- **What the task requires**:
Treat the line containing "Given the photograph above, point out the leafy" as the first line and the final line of the material below as the last; reproduce that range exactly.

(Location identification entries)
>> Start

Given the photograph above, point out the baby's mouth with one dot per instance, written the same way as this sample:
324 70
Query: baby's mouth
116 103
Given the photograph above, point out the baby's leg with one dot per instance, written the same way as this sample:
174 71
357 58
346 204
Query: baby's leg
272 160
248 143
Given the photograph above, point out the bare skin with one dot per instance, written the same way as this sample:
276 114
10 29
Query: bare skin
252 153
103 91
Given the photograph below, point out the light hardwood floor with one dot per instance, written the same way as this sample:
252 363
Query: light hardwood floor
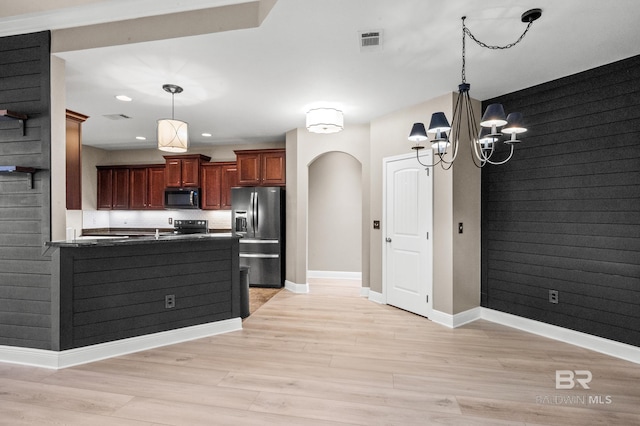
332 357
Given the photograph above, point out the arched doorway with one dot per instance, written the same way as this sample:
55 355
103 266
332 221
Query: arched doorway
335 216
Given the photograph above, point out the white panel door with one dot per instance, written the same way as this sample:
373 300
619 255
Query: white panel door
407 233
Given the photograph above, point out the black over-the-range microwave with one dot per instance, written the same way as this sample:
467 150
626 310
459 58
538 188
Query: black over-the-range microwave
182 198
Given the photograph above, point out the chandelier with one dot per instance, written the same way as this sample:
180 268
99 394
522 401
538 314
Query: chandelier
495 126
173 135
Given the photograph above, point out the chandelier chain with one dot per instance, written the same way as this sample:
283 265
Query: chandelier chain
467 32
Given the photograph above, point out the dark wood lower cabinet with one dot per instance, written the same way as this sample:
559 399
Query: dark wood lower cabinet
113 291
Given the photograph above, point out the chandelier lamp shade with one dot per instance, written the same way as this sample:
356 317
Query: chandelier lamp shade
494 128
325 120
173 135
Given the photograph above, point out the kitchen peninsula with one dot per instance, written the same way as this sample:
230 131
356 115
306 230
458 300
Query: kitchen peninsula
105 290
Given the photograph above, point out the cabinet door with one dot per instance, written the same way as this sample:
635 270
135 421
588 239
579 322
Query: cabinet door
120 189
191 172
248 169
155 197
138 188
273 168
229 180
211 181
105 189
173 173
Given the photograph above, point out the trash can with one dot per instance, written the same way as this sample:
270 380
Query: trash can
244 291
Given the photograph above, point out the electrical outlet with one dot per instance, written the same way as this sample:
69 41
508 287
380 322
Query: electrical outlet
170 301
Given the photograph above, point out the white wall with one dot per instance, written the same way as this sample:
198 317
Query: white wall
335 213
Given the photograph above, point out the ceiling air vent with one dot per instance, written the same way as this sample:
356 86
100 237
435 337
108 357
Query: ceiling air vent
370 41
117 116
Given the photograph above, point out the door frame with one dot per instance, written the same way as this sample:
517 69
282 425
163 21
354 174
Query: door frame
426 156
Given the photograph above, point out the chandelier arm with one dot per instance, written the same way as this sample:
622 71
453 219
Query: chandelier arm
425 165
476 157
499 163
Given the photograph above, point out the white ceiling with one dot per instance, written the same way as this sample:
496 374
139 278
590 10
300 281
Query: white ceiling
253 85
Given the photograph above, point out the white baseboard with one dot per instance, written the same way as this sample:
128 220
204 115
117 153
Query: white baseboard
457 320
296 288
376 297
340 275
68 358
577 338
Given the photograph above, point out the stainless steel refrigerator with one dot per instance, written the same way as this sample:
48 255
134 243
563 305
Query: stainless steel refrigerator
258 218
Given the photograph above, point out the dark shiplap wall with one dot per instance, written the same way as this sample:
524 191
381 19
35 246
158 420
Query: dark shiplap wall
25 274
564 213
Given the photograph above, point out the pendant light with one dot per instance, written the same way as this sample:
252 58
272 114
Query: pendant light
173 135
325 120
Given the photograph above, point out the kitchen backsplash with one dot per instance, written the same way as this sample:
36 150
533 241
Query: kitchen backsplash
99 219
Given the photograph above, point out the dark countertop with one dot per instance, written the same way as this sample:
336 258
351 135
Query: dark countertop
136 232
163 238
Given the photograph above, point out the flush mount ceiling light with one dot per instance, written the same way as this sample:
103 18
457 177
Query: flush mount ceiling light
494 123
325 120
173 135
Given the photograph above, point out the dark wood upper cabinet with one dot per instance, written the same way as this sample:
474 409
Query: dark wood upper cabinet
229 180
113 188
183 171
155 175
217 180
146 187
261 167
74 159
135 187
138 184
105 188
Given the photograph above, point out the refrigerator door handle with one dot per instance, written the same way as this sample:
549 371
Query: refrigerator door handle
252 211
256 210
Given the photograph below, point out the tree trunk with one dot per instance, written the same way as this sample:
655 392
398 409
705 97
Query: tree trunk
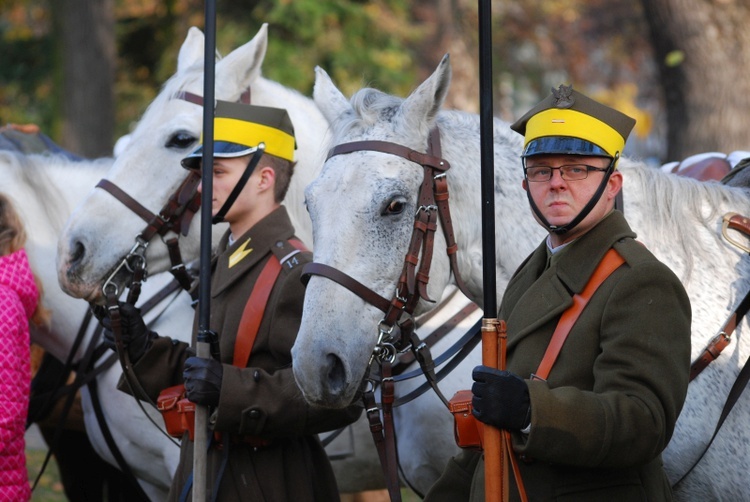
449 31
707 94
86 35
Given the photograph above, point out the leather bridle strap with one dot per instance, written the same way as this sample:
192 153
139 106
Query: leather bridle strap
347 281
383 433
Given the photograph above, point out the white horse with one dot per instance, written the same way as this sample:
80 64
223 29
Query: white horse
44 189
362 206
100 230
148 167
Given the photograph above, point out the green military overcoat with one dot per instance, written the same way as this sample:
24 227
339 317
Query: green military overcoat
261 400
608 409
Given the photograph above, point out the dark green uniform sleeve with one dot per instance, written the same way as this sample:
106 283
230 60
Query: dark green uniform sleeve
267 402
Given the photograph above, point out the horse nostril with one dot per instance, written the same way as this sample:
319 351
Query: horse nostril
79 251
336 373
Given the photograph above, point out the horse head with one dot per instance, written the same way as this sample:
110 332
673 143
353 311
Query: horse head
363 207
102 230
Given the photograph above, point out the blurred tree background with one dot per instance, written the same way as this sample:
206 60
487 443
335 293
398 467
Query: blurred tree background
85 70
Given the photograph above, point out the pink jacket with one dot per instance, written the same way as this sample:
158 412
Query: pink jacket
18 300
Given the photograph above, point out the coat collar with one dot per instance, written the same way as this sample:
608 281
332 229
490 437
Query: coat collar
232 262
535 295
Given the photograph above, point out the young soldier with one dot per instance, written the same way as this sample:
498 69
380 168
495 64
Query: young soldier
265 446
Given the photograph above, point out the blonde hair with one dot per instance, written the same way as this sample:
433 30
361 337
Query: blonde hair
13 238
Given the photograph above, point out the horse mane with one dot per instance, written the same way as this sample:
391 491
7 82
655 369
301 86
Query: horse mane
669 202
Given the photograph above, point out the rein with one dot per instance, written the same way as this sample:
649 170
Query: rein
411 287
714 348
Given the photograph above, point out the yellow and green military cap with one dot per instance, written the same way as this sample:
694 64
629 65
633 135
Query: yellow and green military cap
567 122
239 129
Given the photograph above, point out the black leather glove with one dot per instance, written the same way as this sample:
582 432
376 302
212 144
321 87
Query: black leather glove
501 399
136 337
203 380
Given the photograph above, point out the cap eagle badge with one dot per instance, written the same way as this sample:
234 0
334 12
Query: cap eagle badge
563 97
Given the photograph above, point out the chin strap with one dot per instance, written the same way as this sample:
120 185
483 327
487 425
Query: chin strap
240 184
584 212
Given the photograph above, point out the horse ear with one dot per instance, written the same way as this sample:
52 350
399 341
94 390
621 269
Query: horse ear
427 99
331 102
192 49
242 65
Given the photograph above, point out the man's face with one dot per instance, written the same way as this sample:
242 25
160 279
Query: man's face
227 172
560 200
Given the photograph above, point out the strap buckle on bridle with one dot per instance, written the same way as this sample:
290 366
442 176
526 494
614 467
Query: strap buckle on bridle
134 261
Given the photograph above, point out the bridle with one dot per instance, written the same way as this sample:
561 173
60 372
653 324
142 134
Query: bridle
412 283
410 289
174 217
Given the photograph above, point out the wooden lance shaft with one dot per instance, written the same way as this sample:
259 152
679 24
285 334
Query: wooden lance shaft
495 462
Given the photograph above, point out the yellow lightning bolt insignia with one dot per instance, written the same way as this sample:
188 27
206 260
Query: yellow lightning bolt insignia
238 255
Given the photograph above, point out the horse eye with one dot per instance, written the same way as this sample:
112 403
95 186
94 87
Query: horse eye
395 207
181 140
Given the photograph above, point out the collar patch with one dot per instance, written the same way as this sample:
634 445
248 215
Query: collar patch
241 252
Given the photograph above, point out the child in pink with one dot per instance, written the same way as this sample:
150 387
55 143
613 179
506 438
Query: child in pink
18 303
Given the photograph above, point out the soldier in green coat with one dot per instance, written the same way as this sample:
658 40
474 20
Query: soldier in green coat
264 445
593 430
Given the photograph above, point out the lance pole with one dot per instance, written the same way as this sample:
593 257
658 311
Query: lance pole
202 348
493 438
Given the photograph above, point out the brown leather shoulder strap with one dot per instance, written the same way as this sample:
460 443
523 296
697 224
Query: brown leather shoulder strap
611 262
255 307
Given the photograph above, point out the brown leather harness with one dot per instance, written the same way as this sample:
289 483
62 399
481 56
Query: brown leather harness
411 287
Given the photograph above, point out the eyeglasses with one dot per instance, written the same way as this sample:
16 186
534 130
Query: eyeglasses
568 172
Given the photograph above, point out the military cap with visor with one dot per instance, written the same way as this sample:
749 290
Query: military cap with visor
569 123
239 129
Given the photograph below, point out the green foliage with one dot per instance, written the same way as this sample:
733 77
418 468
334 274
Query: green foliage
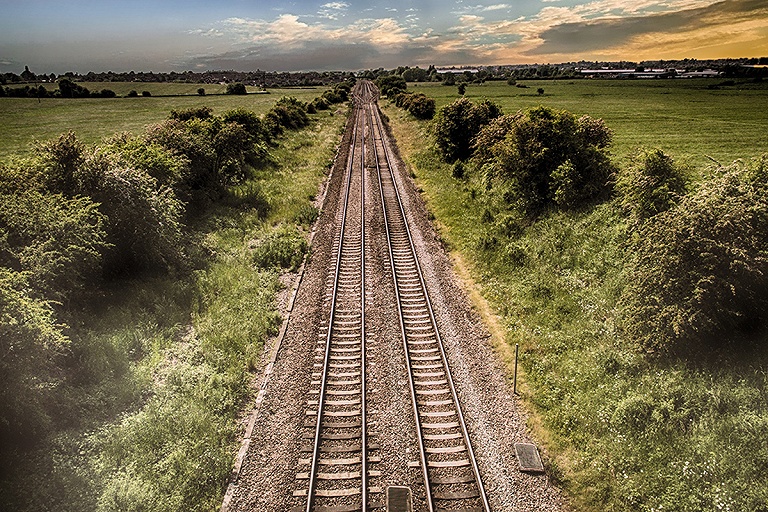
652 183
284 247
69 89
419 105
139 410
144 459
57 241
699 273
236 88
136 152
30 340
390 85
191 113
545 157
143 219
288 113
458 123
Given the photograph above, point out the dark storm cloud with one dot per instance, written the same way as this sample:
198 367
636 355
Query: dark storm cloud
574 38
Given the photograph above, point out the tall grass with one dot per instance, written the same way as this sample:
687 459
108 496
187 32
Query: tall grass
151 423
690 120
624 432
26 120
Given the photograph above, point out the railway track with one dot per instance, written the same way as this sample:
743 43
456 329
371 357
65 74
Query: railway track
339 472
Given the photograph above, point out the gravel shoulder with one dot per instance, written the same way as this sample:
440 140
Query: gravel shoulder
267 478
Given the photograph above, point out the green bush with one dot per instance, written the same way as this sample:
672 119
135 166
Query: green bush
699 271
30 340
419 105
58 241
284 247
236 88
651 184
191 113
457 124
390 85
249 120
546 157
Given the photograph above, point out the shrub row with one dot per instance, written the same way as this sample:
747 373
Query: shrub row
418 104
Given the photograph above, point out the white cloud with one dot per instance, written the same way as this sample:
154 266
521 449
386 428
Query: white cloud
288 31
496 7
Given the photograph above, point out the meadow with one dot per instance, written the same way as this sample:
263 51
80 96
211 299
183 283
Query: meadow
25 120
687 118
147 411
622 429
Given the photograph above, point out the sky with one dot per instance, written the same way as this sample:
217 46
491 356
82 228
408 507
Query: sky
178 35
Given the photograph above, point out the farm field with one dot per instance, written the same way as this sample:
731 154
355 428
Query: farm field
25 120
623 430
685 118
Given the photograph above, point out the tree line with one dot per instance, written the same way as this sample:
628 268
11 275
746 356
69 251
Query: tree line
75 218
697 253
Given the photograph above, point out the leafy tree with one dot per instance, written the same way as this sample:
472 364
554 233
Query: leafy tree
58 241
143 219
419 105
138 153
69 89
652 183
547 157
458 123
191 113
699 272
236 88
30 341
390 85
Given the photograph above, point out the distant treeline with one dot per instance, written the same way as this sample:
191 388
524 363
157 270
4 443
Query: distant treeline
255 78
730 68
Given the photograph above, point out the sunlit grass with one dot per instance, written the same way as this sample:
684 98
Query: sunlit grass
690 121
25 120
164 365
624 432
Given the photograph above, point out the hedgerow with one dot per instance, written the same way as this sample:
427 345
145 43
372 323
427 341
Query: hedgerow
698 274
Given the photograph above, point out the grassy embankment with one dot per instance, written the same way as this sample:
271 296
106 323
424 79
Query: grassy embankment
624 431
684 117
150 422
26 119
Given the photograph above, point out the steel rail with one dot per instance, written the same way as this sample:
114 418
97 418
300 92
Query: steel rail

>> End

- **Output of the task**:
Given the photograph above, point out the leafy tree with one dot per instance, written the same way as this sample:
472 364
554 233
Query: leafy tree
58 241
143 219
419 105
138 153
69 89
652 183
547 157
458 123
191 113
699 272
236 88
30 341
390 85
Given the photograph above, point out the distant treeline with one dot per instance, written the same way as this sample:
191 388
524 363
157 270
4 443
Query: distant treeline
255 78
730 68
Given the photograph above, point out the sunlit grass with one dot per instance, written the same way as this sample:
684 98
Query: sunlit grass
690 121
25 120
164 365
624 432
Given the photograph above, point out the hedgerow with one dot per instance, written the same way as this sample:
427 345
145 43
372 323
427 341
Query: hedgerow
698 274
Given the photograph above, point out the grassy embankment with one dot per instance, written the same way as this sample:
271 296
106 323
424 79
Query: grassy embankment
624 431
684 117
150 422
26 119
Given the photograph above, point out the steel rail with one dot per instance, written the same way as this sample:
114 418
97 418
300 92
Query: steel rail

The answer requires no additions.